* [DO THIS]
Set out every line of the records below as a numbered list, skipping blank lines and leaving the pictures out.

* [EXERCISE INPUTS]
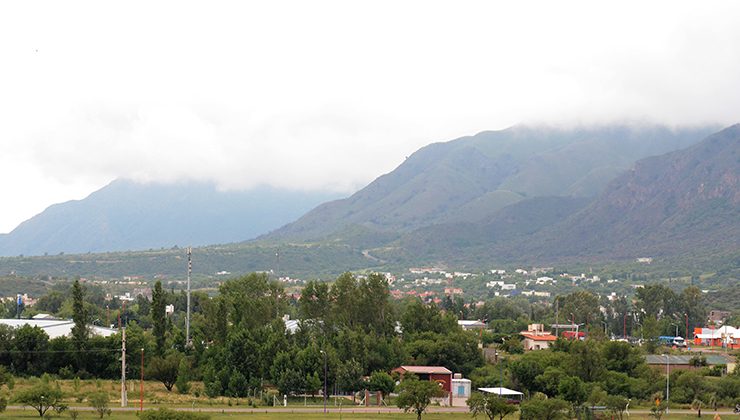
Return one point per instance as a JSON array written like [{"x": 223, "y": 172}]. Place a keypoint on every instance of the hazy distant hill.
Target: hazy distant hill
[
  {"x": 129, "y": 216},
  {"x": 682, "y": 203},
  {"x": 469, "y": 179}
]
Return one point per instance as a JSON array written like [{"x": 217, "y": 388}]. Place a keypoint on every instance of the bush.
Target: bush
[{"x": 167, "y": 414}]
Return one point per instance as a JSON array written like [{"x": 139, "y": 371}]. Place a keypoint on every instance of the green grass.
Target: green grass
[{"x": 29, "y": 414}]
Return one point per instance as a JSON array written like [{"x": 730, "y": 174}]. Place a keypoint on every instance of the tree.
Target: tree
[
  {"x": 491, "y": 405},
  {"x": 544, "y": 409},
  {"x": 349, "y": 376},
  {"x": 159, "y": 317},
  {"x": 42, "y": 396},
  {"x": 99, "y": 401},
  {"x": 164, "y": 369},
  {"x": 697, "y": 405},
  {"x": 381, "y": 382},
  {"x": 415, "y": 395},
  {"x": 29, "y": 345},
  {"x": 616, "y": 405},
  {"x": 183, "y": 377},
  {"x": 573, "y": 390},
  {"x": 312, "y": 385},
  {"x": 79, "y": 316}
]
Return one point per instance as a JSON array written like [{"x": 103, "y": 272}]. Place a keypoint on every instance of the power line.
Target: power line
[{"x": 60, "y": 351}]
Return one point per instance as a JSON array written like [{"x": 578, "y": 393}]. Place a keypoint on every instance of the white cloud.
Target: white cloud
[{"x": 329, "y": 94}]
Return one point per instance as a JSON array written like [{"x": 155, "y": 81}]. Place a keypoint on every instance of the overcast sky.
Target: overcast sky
[{"x": 329, "y": 95}]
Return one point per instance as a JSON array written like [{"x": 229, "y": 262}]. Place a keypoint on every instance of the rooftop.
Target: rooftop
[{"x": 440, "y": 370}]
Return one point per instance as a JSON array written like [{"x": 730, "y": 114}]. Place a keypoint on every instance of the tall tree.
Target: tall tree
[
  {"x": 159, "y": 319},
  {"x": 491, "y": 405},
  {"x": 415, "y": 395},
  {"x": 79, "y": 316}
]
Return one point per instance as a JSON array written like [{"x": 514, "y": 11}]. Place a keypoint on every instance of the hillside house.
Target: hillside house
[{"x": 536, "y": 338}]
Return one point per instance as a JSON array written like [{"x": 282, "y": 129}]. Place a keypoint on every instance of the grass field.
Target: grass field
[{"x": 30, "y": 414}]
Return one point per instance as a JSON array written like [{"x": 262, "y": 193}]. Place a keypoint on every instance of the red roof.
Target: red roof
[
  {"x": 539, "y": 337},
  {"x": 437, "y": 370}
]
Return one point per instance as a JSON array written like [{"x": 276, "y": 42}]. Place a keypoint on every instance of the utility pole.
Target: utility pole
[
  {"x": 141, "y": 383},
  {"x": 123, "y": 368},
  {"x": 187, "y": 319}
]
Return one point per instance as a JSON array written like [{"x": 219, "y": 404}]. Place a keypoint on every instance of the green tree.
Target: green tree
[
  {"x": 312, "y": 384},
  {"x": 253, "y": 300},
  {"x": 415, "y": 395},
  {"x": 584, "y": 307},
  {"x": 694, "y": 307},
  {"x": 99, "y": 401},
  {"x": 30, "y": 345},
  {"x": 616, "y": 405},
  {"x": 314, "y": 303},
  {"x": 490, "y": 405},
  {"x": 573, "y": 390},
  {"x": 159, "y": 317},
  {"x": 183, "y": 376},
  {"x": 697, "y": 405},
  {"x": 349, "y": 376},
  {"x": 164, "y": 369},
  {"x": 42, "y": 396},
  {"x": 381, "y": 382}
]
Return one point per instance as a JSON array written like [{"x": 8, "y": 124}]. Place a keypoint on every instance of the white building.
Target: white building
[{"x": 57, "y": 327}]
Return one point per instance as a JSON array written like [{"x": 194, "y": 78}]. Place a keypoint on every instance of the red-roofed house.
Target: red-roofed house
[
  {"x": 439, "y": 374},
  {"x": 535, "y": 338}
]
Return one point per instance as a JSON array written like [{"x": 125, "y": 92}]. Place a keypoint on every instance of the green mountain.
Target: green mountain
[
  {"x": 125, "y": 215},
  {"x": 682, "y": 203},
  {"x": 469, "y": 179}
]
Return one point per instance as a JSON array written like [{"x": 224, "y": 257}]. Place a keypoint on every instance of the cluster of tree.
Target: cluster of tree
[
  {"x": 351, "y": 334},
  {"x": 606, "y": 373}
]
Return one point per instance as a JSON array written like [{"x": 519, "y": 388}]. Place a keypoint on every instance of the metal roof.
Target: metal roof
[
  {"x": 659, "y": 359},
  {"x": 500, "y": 391},
  {"x": 439, "y": 370},
  {"x": 56, "y": 327}
]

* [FINAL ANSWER]
1. Return one point per instance as a JSON array written like [{"x": 223, "y": 172}]. Place a keypoint on every instance of the hazy distant hill.
2. Target: hazy distant hill
3. [
4.   {"x": 129, "y": 216},
5.   {"x": 682, "y": 203},
6.   {"x": 469, "y": 179}
7. ]
8. Return one point per instance as a JSON array written like [{"x": 217, "y": 388}]. Place a keypoint on every instance of the bush.
9. Target: bush
10. [{"x": 167, "y": 414}]
11. Return one point per instance as a JSON array written like [{"x": 139, "y": 371}]. Place a keypoint on every instance of the green grass.
12. Target: green grass
13. [{"x": 29, "y": 414}]
14. Return one point per instance as a JSON array written like [{"x": 730, "y": 174}]. Place a keypoint on every instance of the tree.
15. Target: tree
16. [
17.   {"x": 491, "y": 405},
18.   {"x": 544, "y": 409},
19.   {"x": 349, "y": 376},
20.   {"x": 159, "y": 317},
21.   {"x": 42, "y": 396},
22.   {"x": 99, "y": 401},
23.   {"x": 164, "y": 369},
24.   {"x": 697, "y": 405},
25.   {"x": 381, "y": 382},
26.   {"x": 415, "y": 395},
27.   {"x": 29, "y": 345},
28.   {"x": 616, "y": 405},
29.   {"x": 183, "y": 377},
30.   {"x": 573, "y": 390},
31.   {"x": 312, "y": 385},
32.   {"x": 79, "y": 316}
33. ]
34. Return one point per instance as a JSON array written like [{"x": 103, "y": 272}]. Place a keypoint on every instance of the power line.
35. Target: power line
36. [{"x": 60, "y": 351}]
37. Return one point per instance as a JSON array written like [{"x": 578, "y": 393}]. Place a keypoint on every instance of the white cloud.
38. Target: white cloud
39. [{"x": 329, "y": 94}]
40. Return one point per instance as a JSON array written like [{"x": 155, "y": 81}]. Place a keypoint on every instance of the overcast sky.
41. Target: overcast sky
42. [{"x": 329, "y": 95}]
43. Return one point per instance as a JSON array written like [{"x": 229, "y": 262}]. Place a keypoint on every instance of the rooftop.
44. Target: rooftop
45. [{"x": 440, "y": 370}]
46. Return one point per instance as a JSON array written like [{"x": 730, "y": 114}]. Place a keypoint on every instance of the tall tree.
47. Target: tall tree
48. [
49.   {"x": 159, "y": 319},
50.   {"x": 491, "y": 405},
51.   {"x": 415, "y": 395},
52.   {"x": 79, "y": 316}
53. ]
54. Return one point per instance as a JSON array written like [{"x": 514, "y": 11}]. Place a keypoint on every instance of the hillside house.
55. Target: hillside house
56. [{"x": 536, "y": 338}]
57. Return one point per instance as a JSON array written like [{"x": 282, "y": 129}]. Place a keypoint on every instance of the grass field.
58. Target: grass field
59. [{"x": 30, "y": 414}]
60. Return one point per instance as a JSON array written like [{"x": 262, "y": 193}]. Place a keypoint on every instance of the red roof.
61. Target: red roof
62. [
63.   {"x": 539, "y": 337},
64.   {"x": 437, "y": 370}
65. ]
66. Return one point per instance as a JSON array written like [{"x": 276, "y": 42}]. Place a keypoint on every instance of the utility pole.
67. Target: utility pole
68. [
69.   {"x": 141, "y": 383},
70.   {"x": 123, "y": 368},
71.   {"x": 187, "y": 319}
72. ]
73. Return one point per instance as a JSON array written like [{"x": 219, "y": 404}]. Place a keypoint on every instance of the green tree.
74. Target: green tree
75. [
76.   {"x": 312, "y": 384},
77.   {"x": 253, "y": 300},
78.   {"x": 415, "y": 395},
79.   {"x": 584, "y": 307},
80.   {"x": 694, "y": 307},
81.   {"x": 99, "y": 401},
82.   {"x": 30, "y": 345},
83.   {"x": 616, "y": 405},
84.   {"x": 314, "y": 303},
85.   {"x": 490, "y": 405},
86.   {"x": 573, "y": 390},
87.   {"x": 159, "y": 317},
88.   {"x": 183, "y": 376},
89.   {"x": 697, "y": 405},
90.   {"x": 349, "y": 376},
91.   {"x": 164, "y": 369},
92.   {"x": 42, "y": 396},
93.   {"x": 381, "y": 382}
94. ]
95. Return one point per instance as a JSON array written like [{"x": 8, "y": 124}]. Place a keypoint on every instance of the white building.
96. Target: white building
97. [{"x": 57, "y": 327}]
98. Return one point per instance as a JSON array written like [{"x": 194, "y": 78}]. Place a keypoint on every instance of the red-roofed house.
99. Target: red-roofed house
100. [
101.   {"x": 439, "y": 374},
102.   {"x": 535, "y": 338}
103. ]
104. Return one point per instance as a JSON array written like [{"x": 125, "y": 92}]. Place a keypoint on every instance of the green mountain.
105. Target: green mountain
106. [
107.   {"x": 125, "y": 215},
108.   {"x": 682, "y": 203},
109.   {"x": 469, "y": 179}
110. ]
111. Return one point per instance as a JSON array written like [{"x": 224, "y": 257}]. Place a keypoint on every instance of the cluster of tree.
112. Target: cluster of tree
113. [
114.   {"x": 351, "y": 334},
115.   {"x": 606, "y": 373}
116. ]
117. Return one point per instance as a JSON array written like [{"x": 519, "y": 388}]. Place a keypoint on every instance of the metal roof.
118. Target: metal roof
119. [
120.   {"x": 659, "y": 359},
121.   {"x": 500, "y": 391},
122.   {"x": 439, "y": 370},
123.   {"x": 56, "y": 327}
124. ]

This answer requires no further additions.